> What the task requires
Reproduce all of the material below, character for character, with nothing changed or left out.

> Supplied records
* BEGIN *

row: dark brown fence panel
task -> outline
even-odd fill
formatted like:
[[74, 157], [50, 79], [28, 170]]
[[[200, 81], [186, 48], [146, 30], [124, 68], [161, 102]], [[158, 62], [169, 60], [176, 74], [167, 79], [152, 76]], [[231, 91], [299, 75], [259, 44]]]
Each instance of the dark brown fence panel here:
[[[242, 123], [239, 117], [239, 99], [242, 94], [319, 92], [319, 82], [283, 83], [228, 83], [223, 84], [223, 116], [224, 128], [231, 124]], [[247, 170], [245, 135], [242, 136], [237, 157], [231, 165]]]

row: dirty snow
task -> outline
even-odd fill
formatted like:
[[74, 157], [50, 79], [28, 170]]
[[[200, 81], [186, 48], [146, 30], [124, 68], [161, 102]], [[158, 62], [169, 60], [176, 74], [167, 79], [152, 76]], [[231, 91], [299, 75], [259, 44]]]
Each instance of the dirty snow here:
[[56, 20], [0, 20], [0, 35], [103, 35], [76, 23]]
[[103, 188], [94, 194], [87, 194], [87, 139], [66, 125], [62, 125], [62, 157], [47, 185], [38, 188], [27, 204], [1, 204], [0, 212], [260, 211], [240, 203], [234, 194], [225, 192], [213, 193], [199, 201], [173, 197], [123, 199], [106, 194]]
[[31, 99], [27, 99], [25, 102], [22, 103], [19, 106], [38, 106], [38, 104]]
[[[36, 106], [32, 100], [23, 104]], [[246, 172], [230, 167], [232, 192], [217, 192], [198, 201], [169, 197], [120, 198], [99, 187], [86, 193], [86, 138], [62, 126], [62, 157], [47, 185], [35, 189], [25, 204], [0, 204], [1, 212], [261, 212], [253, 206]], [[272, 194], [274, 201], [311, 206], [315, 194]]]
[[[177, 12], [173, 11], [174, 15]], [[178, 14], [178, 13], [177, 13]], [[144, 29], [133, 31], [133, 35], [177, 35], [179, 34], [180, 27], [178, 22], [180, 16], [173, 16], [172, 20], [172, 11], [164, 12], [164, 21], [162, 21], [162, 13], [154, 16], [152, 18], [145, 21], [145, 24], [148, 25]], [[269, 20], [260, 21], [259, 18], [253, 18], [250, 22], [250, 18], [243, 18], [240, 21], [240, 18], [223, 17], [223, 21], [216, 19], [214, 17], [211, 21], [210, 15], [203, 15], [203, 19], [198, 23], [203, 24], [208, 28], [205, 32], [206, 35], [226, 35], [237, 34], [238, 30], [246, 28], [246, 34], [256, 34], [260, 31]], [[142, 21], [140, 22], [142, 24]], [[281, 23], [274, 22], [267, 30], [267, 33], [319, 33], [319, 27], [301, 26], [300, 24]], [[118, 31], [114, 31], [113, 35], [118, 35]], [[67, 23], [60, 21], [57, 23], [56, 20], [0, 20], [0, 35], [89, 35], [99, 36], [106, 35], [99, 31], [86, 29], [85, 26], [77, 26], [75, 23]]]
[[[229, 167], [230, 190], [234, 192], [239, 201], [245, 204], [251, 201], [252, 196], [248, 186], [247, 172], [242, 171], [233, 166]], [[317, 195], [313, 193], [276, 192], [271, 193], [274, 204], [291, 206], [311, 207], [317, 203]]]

* END *

> Exercise solution
row: dark brown fence panel
task -> outline
even-odd fill
formatted like:
[[74, 157], [50, 79], [28, 170]]
[[[200, 81], [186, 48], [146, 30], [124, 68], [161, 102]], [[158, 62], [169, 60], [176, 74], [167, 79], [152, 76]], [[231, 91], [299, 75], [259, 44]]]
Each instance of the dark brown fence panel here:
[[[242, 123], [239, 117], [239, 99], [242, 94], [319, 92], [319, 82], [283, 83], [228, 83], [223, 84], [223, 116], [224, 128], [231, 124]], [[247, 170], [245, 135], [242, 136], [237, 157], [231, 165]]]

row: dirty snow
task -> outline
even-odd fill
formatted like:
[[74, 157], [50, 79], [28, 170]]
[[[200, 81], [186, 48], [146, 30], [124, 68], [161, 102]], [[158, 62], [169, 60], [176, 74], [167, 79], [152, 76]], [[231, 91], [299, 75], [259, 44]]]
Each instance of the dirty snow here:
[[56, 20], [0, 20], [0, 35], [103, 35], [76, 23]]
[[103, 188], [94, 194], [87, 194], [87, 139], [66, 125], [62, 125], [62, 157], [47, 185], [38, 188], [27, 204], [1, 204], [0, 212], [260, 211], [240, 203], [234, 194], [225, 192], [213, 193], [199, 201], [173, 197], [123, 199], [106, 194]]
[[31, 99], [27, 99], [25, 102], [22, 103], [19, 106], [38, 106], [38, 104]]
[[[36, 106], [32, 100], [23, 104]], [[246, 172], [230, 167], [232, 192], [217, 192], [198, 201], [169, 197], [120, 198], [99, 187], [86, 193], [86, 138], [62, 126], [62, 157], [47, 185], [35, 189], [25, 204], [0, 204], [1, 212], [261, 212], [253, 206]], [[272, 194], [274, 201], [311, 206], [315, 194]]]
[[[177, 12], [173, 11], [174, 15]], [[178, 14], [178, 13], [177, 13]], [[144, 29], [133, 31], [133, 35], [177, 35], [179, 34], [180, 27], [178, 22], [180, 16], [173, 16], [172, 20], [172, 11], [164, 12], [164, 21], [162, 21], [162, 13], [154, 16], [152, 18], [145, 21], [145, 24], [148, 25]], [[269, 20], [260, 21], [259, 18], [253, 18], [250, 22], [250, 18], [243, 18], [240, 21], [240, 18], [223, 17], [223, 21], [216, 19], [214, 17], [211, 21], [210, 15], [203, 15], [203, 19], [198, 23], [203, 24], [208, 28], [205, 32], [206, 35], [226, 35], [237, 34], [238, 30], [246, 28], [246, 34], [256, 34], [260, 31]], [[142, 21], [140, 22], [142, 24]], [[281, 23], [274, 22], [267, 30], [267, 33], [319, 33], [319, 27], [301, 26], [300, 24]], [[118, 31], [114, 31], [113, 35], [118, 35]], [[67, 23], [60, 21], [57, 23], [56, 20], [0, 20], [0, 35], [89, 35], [99, 36], [106, 35], [99, 31], [86, 29], [85, 26], [77, 26], [75, 23]]]
[[[229, 167], [230, 190], [234, 192], [239, 201], [245, 204], [251, 201], [252, 196], [248, 186], [247, 172], [242, 171], [233, 166]], [[317, 195], [313, 193], [276, 192], [271, 193], [274, 204], [291, 206], [311, 207], [317, 203]]]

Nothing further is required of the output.